I have met many parents who have had challenges because they were being too strict with their discipline and more punishment based, and others who were at a loss as to how to set consequences.  In both cases, the children were being extremely challenging and the parent’s methods of discipline were not working.  As I have said many times before, we are now parenting in very different times.  Research has taught us that the traditional, fearful methods of discipline, such as spanking and shaming, are not healthy  in the long-run; even time-outs are now questioned, especially when used in a punishment style.

What is Punishment?

Dr. Jane Nelson, author or Positive Discipline, describes the 4 R’s of Punishment in her book Positive Discipline:

1) Resentment: “This is unfair. I can’t trust adults.”

2) Revenge: “They are winning now but I’ll get even.”

3) Rebellion: “I’ll show them that I can do whatever I want.”

CHALLENGE. In the text on parenting discipline, take the part that opens with the words "I have met many" and closes with "a punishment style.", and write it out again with "strict" swapped for "harsh". Use only the text on parenting discipline to do this.

COLLECTED MATERIAL.
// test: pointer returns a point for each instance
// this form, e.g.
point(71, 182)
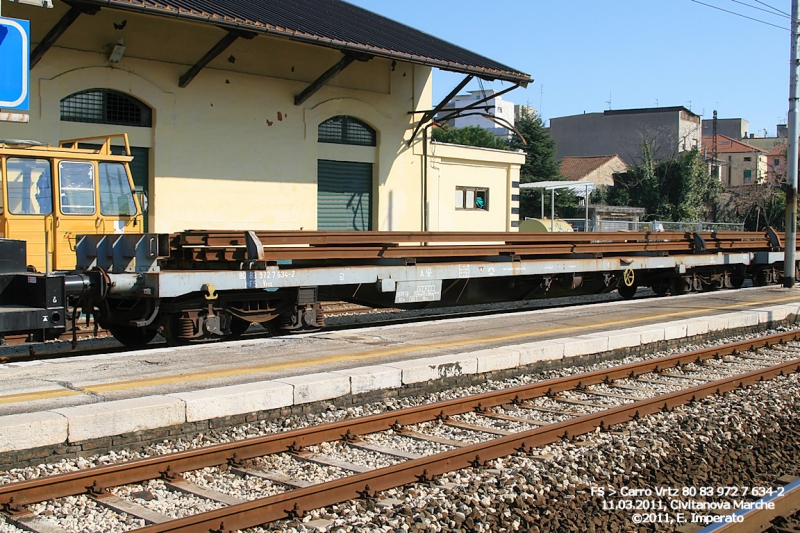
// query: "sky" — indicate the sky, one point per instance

TASK RESPONSE.
I have met many parents who have had challenges because they were being too harsh with their discipline and more punishment based, and others who were at a loss as to how to set consequences.  In both cases, the children were being extremely challenging and the parent’s methods of discipline were not working.  As I have said many times before, we are now parenting in very different times.  Research has taught us that the traditional, fearful methods of discipline, such as spanking and shaming, are not healthy  in the long-run; even time-outs are now questioned, especially when used in a punishment style.